=== Exercise input ===
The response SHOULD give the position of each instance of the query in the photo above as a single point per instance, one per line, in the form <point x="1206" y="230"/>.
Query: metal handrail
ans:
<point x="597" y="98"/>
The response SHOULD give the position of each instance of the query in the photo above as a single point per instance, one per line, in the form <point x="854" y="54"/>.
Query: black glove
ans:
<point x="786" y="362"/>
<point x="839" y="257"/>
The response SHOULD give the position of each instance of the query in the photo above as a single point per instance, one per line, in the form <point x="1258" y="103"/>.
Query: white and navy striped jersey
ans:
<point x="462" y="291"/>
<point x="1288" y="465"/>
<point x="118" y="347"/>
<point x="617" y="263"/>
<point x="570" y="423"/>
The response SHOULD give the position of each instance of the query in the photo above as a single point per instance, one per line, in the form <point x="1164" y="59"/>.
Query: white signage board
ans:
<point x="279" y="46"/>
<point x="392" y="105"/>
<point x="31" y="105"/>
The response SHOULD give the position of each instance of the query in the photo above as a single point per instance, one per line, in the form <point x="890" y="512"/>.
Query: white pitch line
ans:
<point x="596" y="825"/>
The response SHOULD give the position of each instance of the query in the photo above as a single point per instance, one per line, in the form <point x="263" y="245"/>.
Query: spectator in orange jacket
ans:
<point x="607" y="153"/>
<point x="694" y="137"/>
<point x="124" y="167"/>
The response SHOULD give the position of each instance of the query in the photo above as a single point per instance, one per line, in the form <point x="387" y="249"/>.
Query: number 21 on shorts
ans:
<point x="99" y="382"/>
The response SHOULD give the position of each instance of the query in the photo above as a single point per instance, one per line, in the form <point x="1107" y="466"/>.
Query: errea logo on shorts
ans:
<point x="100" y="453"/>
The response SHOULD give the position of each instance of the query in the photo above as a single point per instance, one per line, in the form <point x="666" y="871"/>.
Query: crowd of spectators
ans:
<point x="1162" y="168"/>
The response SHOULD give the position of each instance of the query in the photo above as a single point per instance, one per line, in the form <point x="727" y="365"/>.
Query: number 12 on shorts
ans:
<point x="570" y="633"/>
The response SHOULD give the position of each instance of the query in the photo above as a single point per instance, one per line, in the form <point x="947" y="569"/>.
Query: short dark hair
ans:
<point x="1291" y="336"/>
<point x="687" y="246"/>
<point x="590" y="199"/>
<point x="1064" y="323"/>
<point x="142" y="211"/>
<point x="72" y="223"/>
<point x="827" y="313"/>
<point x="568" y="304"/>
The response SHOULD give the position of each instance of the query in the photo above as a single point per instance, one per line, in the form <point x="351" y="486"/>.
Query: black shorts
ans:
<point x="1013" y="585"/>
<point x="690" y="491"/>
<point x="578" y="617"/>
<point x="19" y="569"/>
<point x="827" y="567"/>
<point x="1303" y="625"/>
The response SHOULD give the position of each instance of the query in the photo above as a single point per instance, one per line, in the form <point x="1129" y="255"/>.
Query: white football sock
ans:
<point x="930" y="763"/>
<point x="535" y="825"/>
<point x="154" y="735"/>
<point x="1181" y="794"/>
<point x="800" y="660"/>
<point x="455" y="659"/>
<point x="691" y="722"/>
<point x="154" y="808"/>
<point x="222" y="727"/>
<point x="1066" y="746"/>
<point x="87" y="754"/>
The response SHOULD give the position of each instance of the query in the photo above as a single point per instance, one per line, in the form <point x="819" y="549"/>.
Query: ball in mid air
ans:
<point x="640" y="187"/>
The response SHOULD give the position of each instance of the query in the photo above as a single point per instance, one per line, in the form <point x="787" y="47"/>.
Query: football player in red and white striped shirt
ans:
===
__What you will do__: Every record shown above must be echoed exactly.

__Response for this exercise__:
The response SHOULD give the position of each instance of the query in the photo above as a single point per instance, one per line, in the form <point x="1206" y="230"/>.
Query: metal handrail
ans:
<point x="597" y="98"/>
The response SHOULD give the position of each instance of the query in the photo above as a single point per instance, one per line, in the form <point x="854" y="54"/>.
Query: black glove
ans:
<point x="786" y="362"/>
<point x="839" y="257"/>
The response SHOULD give the position of each instance of the query in the photo above as a single point per instance, one per line, in the form <point x="1258" y="103"/>.
Query: white and navy striped jersey
ans:
<point x="462" y="291"/>
<point x="1288" y="465"/>
<point x="118" y="347"/>
<point x="617" y="263"/>
<point x="570" y="423"/>
The response SHOULD give the position of each instance of the query in the photo above as a single point per instance, one per line, in the form <point x="1164" y="59"/>.
Query: white signage board
ans:
<point x="279" y="46"/>
<point x="392" y="105"/>
<point x="31" y="105"/>
The response SHOULD give the position of each instance of the query in the photo above as a single point per instance, one per line, in the form <point x="890" y="512"/>.
Query: white pitch line
ans:
<point x="596" y="825"/>
The response SHOULD give the position of each instance of the query in the photo above as a single point per instance, one per line, in the form <point x="263" y="245"/>.
Query: spectator in orange jacket
ans:
<point x="607" y="153"/>
<point x="694" y="137"/>
<point x="124" y="167"/>
The response SHOULD give the position of each instance of the query in the photo above as a single point per instance, one per line, in the form <point x="387" y="249"/>.
Query: number 21 on shorts
ans:
<point x="99" y="382"/>
The response SHOULD give the position of each instance of the query in the photo above as a single point per instance, one per line, in the form <point x="1107" y="466"/>.
Query: errea logo on shorts
ans:
<point x="100" y="453"/>
The response SHOULD give the position of each instance of the query in the photo above as a single point per instance, one per line, in the form <point x="666" y="871"/>.
Query: crowd of spectators
ans:
<point x="1162" y="168"/>
The response SHOULD give the position of each instance of the query in the photo above as a single point per instance, one per line, in the form <point x="727" y="365"/>.
Query: number 12 on shorts
ans:
<point x="570" y="633"/>
The response SHOULD give the position of each instance of the query in the photo above as a single point per instance, one per line, in the form <point x="947" y="569"/>.
Query: short dark hair
ans:
<point x="1291" y="336"/>
<point x="687" y="246"/>
<point x="590" y="199"/>
<point x="1064" y="323"/>
<point x="142" y="211"/>
<point x="72" y="223"/>
<point x="827" y="313"/>
<point x="568" y="304"/>
The response SHOULD give the position of each instance of the query in the photo above as a single point per instance, one per line, in the form <point x="351" y="486"/>.
Query: black shorts
ans:
<point x="1013" y="585"/>
<point x="690" y="491"/>
<point x="578" y="617"/>
<point x="19" y="569"/>
<point x="827" y="567"/>
<point x="1303" y="625"/>
The response SHOULD give the position of each instance of the query in the photo above as a single point per instance, one per line, in the form <point x="1129" y="255"/>.
Query: white football sock
ans:
<point x="930" y="763"/>
<point x="535" y="825"/>
<point x="154" y="735"/>
<point x="1181" y="794"/>
<point x="800" y="660"/>
<point x="455" y="659"/>
<point x="691" y="722"/>
<point x="154" y="808"/>
<point x="222" y="727"/>
<point x="1066" y="746"/>
<point x="87" y="754"/>
The response SHOULD give the position of each instance of the query in the photo above as a single point per instance, one per line, in the form <point x="819" y="549"/>.
Query: ball in mid air
ans:
<point x="640" y="187"/>
The response SHOULD give the position of each instance of the query in the photo above as a single point per instance, one per line, in the form <point x="787" y="47"/>.
Query: football player in red and white striped shirt
ans:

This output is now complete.